(Data excerpts)
• • • •

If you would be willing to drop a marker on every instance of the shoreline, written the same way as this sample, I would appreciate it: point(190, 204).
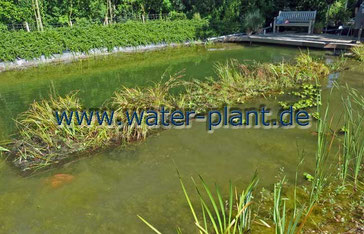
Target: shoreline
point(68, 56)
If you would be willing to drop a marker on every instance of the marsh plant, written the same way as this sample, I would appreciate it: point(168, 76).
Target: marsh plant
point(237, 82)
point(42, 142)
point(353, 142)
point(358, 52)
point(218, 214)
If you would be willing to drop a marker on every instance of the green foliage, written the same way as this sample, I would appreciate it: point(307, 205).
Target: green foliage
point(337, 11)
point(43, 142)
point(2, 149)
point(173, 15)
point(219, 215)
point(308, 176)
point(307, 95)
point(235, 79)
point(29, 45)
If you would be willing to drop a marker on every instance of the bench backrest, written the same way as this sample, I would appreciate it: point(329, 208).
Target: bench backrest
point(298, 16)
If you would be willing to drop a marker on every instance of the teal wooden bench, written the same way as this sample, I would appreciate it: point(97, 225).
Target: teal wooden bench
point(295, 19)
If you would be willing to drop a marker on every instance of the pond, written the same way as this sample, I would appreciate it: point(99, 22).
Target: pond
point(112, 187)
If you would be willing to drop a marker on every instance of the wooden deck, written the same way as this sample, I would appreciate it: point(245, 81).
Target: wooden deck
point(323, 41)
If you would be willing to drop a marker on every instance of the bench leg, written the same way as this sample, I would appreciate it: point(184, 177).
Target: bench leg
point(309, 28)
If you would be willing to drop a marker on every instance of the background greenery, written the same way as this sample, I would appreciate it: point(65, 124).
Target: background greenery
point(225, 16)
point(27, 45)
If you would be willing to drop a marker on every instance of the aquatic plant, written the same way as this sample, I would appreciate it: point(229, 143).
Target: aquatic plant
point(236, 82)
point(143, 99)
point(43, 141)
point(324, 144)
point(2, 149)
point(307, 94)
point(353, 143)
point(218, 215)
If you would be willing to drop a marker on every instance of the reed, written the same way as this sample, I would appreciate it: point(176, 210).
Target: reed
point(236, 82)
point(219, 215)
point(324, 144)
point(2, 149)
point(43, 142)
point(353, 144)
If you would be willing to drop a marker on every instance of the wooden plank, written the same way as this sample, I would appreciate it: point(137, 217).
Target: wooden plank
point(315, 41)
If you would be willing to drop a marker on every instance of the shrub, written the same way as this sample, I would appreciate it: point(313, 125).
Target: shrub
point(174, 15)
point(29, 45)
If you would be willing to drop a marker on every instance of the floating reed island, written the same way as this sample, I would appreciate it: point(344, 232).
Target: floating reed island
point(42, 142)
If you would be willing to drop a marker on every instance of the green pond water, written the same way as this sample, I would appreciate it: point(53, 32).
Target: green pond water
point(111, 187)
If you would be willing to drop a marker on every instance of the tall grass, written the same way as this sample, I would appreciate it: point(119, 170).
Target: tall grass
point(353, 143)
point(219, 215)
point(236, 82)
point(324, 144)
point(43, 142)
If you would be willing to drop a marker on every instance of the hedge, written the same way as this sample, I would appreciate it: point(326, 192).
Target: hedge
point(28, 45)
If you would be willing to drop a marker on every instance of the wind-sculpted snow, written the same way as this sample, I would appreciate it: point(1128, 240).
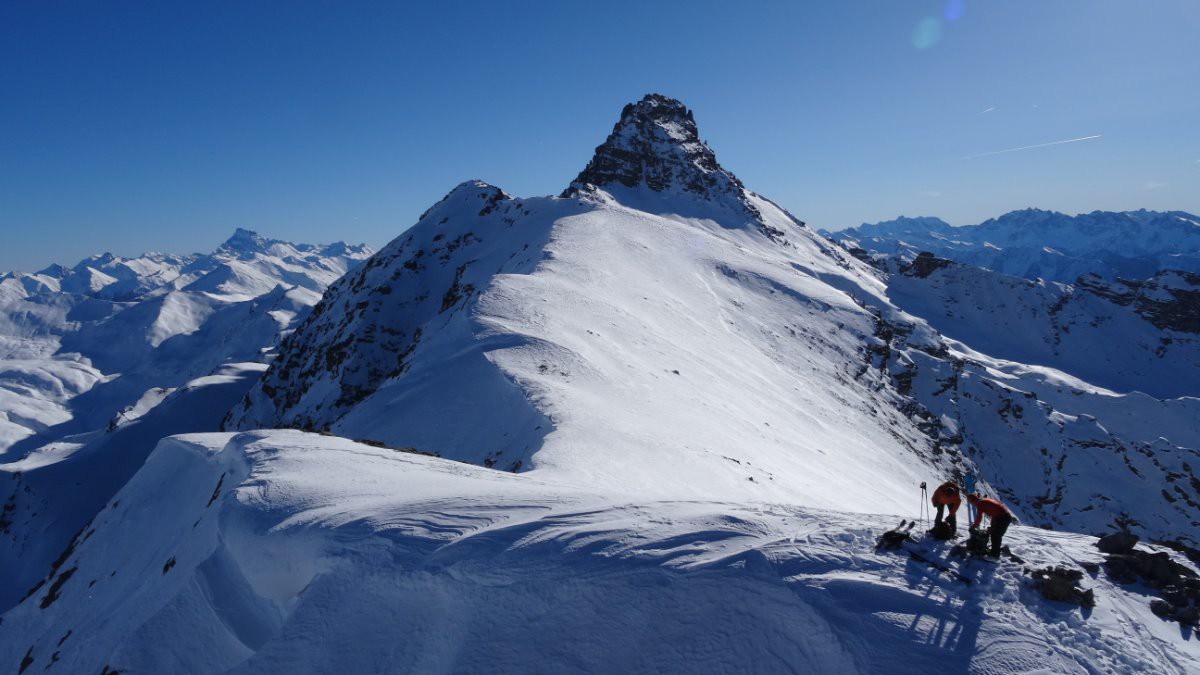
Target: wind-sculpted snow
point(653, 384)
point(285, 551)
point(643, 352)
point(55, 490)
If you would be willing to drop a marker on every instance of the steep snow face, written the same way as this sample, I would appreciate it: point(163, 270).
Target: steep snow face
point(1049, 245)
point(654, 161)
point(52, 493)
point(660, 353)
point(283, 551)
point(78, 345)
point(1119, 335)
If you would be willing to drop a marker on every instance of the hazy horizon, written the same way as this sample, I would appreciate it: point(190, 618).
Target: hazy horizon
point(166, 127)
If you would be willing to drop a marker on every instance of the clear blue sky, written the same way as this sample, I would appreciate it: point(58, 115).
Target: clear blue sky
point(130, 126)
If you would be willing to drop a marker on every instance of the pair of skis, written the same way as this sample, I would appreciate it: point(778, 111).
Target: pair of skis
point(900, 536)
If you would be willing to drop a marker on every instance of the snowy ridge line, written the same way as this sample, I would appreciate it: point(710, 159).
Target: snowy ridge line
point(307, 530)
point(1035, 243)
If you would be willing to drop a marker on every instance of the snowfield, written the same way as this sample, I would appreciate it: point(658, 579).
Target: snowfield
point(293, 553)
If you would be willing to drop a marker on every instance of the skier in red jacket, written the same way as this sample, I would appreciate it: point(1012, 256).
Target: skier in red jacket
point(997, 513)
point(947, 497)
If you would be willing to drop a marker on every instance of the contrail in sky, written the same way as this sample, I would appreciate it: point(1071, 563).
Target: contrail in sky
point(1031, 147)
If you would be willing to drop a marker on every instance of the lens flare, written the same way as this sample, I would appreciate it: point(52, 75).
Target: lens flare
point(927, 33)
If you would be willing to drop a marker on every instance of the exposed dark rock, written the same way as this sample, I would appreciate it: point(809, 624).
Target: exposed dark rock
point(1170, 299)
point(1060, 584)
point(655, 143)
point(1179, 586)
point(924, 264)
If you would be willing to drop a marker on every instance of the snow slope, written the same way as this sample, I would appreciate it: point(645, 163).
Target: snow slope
point(78, 345)
point(1120, 335)
point(681, 420)
point(635, 348)
point(1033, 243)
point(672, 333)
point(292, 553)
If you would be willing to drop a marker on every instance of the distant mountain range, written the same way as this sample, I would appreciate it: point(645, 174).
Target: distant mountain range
point(79, 345)
point(1037, 244)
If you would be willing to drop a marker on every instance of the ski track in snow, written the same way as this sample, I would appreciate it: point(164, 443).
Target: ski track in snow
point(655, 380)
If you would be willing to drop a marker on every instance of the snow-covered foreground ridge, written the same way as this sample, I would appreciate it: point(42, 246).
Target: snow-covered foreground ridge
point(667, 416)
point(295, 553)
point(660, 328)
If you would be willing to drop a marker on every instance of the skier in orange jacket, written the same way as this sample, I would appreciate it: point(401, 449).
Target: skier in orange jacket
point(997, 513)
point(947, 497)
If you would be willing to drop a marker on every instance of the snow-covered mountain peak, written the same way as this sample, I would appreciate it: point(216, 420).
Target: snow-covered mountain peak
point(245, 242)
point(466, 195)
point(654, 150)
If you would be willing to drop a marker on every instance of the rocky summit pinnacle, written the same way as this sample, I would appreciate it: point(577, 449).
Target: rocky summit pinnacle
point(655, 143)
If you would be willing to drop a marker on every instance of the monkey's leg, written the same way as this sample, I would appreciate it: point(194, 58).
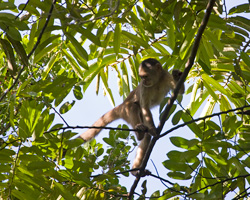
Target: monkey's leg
point(134, 117)
point(140, 153)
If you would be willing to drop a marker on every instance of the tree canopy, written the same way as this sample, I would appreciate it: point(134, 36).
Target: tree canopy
point(51, 48)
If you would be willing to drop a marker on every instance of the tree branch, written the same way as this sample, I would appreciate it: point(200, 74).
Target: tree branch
point(188, 66)
point(201, 119)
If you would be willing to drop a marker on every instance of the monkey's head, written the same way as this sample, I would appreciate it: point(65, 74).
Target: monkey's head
point(149, 72)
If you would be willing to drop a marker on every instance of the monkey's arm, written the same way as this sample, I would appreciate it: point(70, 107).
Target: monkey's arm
point(140, 153)
point(148, 120)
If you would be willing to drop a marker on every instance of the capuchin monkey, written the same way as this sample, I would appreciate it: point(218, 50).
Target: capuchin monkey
point(135, 110)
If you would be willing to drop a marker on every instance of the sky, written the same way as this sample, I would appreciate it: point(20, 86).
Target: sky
point(86, 111)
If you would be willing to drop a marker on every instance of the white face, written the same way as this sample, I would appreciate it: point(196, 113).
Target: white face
point(148, 77)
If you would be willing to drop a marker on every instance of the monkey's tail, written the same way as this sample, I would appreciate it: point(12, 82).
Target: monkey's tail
point(101, 122)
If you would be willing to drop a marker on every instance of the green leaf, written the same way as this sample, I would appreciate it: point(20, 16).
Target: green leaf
point(178, 176)
point(30, 113)
point(210, 90)
point(87, 33)
point(77, 92)
point(183, 143)
point(176, 118)
point(193, 126)
point(20, 50)
point(136, 39)
point(44, 52)
point(7, 6)
point(206, 68)
point(215, 84)
point(63, 191)
point(117, 38)
point(214, 40)
point(49, 66)
point(66, 107)
point(187, 42)
point(82, 52)
point(171, 34)
point(40, 165)
point(239, 9)
point(74, 65)
point(106, 87)
point(245, 58)
point(9, 55)
point(14, 33)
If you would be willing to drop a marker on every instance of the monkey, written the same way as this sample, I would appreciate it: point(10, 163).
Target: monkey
point(135, 110)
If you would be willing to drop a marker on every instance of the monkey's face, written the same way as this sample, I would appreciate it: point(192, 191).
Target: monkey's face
point(149, 75)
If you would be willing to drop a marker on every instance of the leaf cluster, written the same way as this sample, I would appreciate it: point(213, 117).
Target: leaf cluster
point(48, 52)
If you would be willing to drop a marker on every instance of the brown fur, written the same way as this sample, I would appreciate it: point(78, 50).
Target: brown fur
point(135, 110)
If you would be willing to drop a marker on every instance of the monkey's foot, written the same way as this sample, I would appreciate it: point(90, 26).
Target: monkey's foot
point(141, 130)
point(152, 132)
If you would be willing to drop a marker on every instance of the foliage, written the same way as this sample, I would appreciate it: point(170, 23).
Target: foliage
point(49, 51)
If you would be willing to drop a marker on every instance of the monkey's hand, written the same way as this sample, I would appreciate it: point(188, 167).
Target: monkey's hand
point(143, 173)
point(141, 130)
point(152, 132)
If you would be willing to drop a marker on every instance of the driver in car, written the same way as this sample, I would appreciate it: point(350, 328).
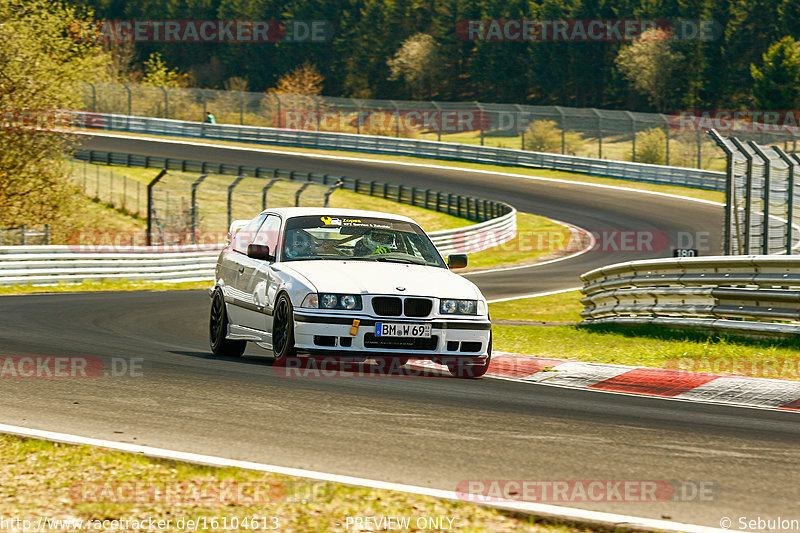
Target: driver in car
point(376, 242)
point(299, 244)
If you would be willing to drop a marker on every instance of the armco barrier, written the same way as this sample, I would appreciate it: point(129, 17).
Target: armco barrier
point(641, 172)
point(45, 265)
point(756, 295)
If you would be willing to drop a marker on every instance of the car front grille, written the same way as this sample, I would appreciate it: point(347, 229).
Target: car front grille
point(387, 306)
point(394, 306)
point(400, 343)
point(417, 307)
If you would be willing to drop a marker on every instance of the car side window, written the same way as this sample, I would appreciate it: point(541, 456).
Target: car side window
point(269, 233)
point(245, 235)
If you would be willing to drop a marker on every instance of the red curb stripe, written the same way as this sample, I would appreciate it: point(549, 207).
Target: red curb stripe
point(655, 381)
point(792, 406)
point(514, 366)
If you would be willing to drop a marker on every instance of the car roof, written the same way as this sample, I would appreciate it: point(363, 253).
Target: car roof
point(290, 212)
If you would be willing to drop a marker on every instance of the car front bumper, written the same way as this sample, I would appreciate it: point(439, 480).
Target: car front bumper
point(336, 334)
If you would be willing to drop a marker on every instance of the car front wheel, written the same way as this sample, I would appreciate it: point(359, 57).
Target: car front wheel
point(218, 329)
point(283, 330)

• • • •

### WORK INSTRUCTION
Taking the line with "Target: shoreline" as the first and the line with "it: point(229, 143)." as the last, retype that stretch of the data above exactly, with no other lines.

### RESPONSE
Target: shoreline
point(68, 56)
If you would be willing to drop a marker on every instance of the marsh plant, written the same way as this sample, I would appreciate it: point(168, 76).
Target: marsh plant
point(237, 82)
point(42, 142)
point(353, 142)
point(358, 52)
point(218, 214)
If you would be willing to drop a marker on every instance of the green foliage, written the same way as this sample, I would appreciate it: point(307, 205).
Target: green foliage
point(337, 11)
point(43, 142)
point(2, 149)
point(173, 15)
point(219, 215)
point(308, 176)
point(307, 95)
point(235, 79)
point(29, 45)
If you would be willing to drop a marker on every instance of the bench backrest, written the same way as this sample, I would appreciate it: point(329, 208).
Target: bench backrest
point(298, 16)
If you would be willing to drop a marker on every instance of the teal wooden bench, written the same way as this sample, I would appreciate it: point(97, 225).
Target: teal wooden bench
point(295, 19)
If you would be willing to drop a marker on every instance of the pond, written the same way as this sample, I would appreciate it: point(99, 22).
Target: pond
point(112, 187)
If you would be willing to drop a marker on every instance of the wooden deck, written the same way as this sample, I would appreciate it: point(245, 81).
Target: wooden deck
point(323, 41)
If you would be willing to drop a marker on every instance of the bench leg, written the same way as this sample, I would appreciate it: point(184, 177).
Target: bench leg
point(309, 28)
If you would be willing to drop a marker on every instance of the background greenery, written the same way as this sample, I would appreciate it: point(65, 124).
Target: background greenery
point(225, 16)
point(27, 45)
If you would be willing to drop a marker on every instance of the aquatic plant, written the same way as this sample, I would appreciate it: point(229, 143).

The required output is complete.